**What to produce:** Determine how many lines in the listing below contain the word "blue", then state that number by itself.

**Task data:**

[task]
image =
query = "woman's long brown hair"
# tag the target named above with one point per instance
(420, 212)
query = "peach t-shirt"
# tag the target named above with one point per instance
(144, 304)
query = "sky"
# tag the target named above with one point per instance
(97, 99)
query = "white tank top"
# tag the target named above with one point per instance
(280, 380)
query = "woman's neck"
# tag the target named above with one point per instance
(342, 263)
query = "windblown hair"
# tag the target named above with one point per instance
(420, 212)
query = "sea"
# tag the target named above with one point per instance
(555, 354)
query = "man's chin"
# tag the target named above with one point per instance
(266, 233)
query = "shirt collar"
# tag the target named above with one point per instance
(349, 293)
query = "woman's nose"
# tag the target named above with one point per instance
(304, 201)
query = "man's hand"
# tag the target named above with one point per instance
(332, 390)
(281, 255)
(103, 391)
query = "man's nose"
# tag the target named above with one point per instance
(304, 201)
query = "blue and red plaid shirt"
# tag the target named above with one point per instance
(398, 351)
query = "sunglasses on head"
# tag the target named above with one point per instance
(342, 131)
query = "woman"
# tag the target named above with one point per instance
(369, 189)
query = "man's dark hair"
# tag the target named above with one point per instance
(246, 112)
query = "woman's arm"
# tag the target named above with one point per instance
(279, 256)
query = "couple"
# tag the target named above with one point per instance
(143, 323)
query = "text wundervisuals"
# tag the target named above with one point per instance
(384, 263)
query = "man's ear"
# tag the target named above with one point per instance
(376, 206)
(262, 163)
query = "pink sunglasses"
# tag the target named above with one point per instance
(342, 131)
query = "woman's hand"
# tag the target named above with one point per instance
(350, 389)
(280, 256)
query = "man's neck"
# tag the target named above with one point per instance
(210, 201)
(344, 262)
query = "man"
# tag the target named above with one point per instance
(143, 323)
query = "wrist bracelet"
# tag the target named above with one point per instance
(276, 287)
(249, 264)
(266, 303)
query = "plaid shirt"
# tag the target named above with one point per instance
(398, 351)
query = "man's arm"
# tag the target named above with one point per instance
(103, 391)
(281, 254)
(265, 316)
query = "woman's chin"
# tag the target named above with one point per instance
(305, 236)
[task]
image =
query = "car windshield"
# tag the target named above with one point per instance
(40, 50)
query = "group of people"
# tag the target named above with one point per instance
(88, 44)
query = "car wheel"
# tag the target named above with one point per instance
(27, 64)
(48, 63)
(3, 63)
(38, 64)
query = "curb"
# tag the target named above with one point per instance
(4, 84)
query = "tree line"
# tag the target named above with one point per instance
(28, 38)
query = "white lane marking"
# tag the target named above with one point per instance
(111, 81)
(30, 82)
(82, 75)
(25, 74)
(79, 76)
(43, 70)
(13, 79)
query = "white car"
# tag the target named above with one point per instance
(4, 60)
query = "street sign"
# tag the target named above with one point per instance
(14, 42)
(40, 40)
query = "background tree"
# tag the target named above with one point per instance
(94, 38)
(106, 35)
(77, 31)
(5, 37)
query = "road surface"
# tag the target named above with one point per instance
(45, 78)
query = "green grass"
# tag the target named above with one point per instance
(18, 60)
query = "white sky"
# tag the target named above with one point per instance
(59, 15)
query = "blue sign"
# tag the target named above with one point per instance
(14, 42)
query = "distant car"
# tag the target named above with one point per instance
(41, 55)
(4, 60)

**Result for this exercise:** 2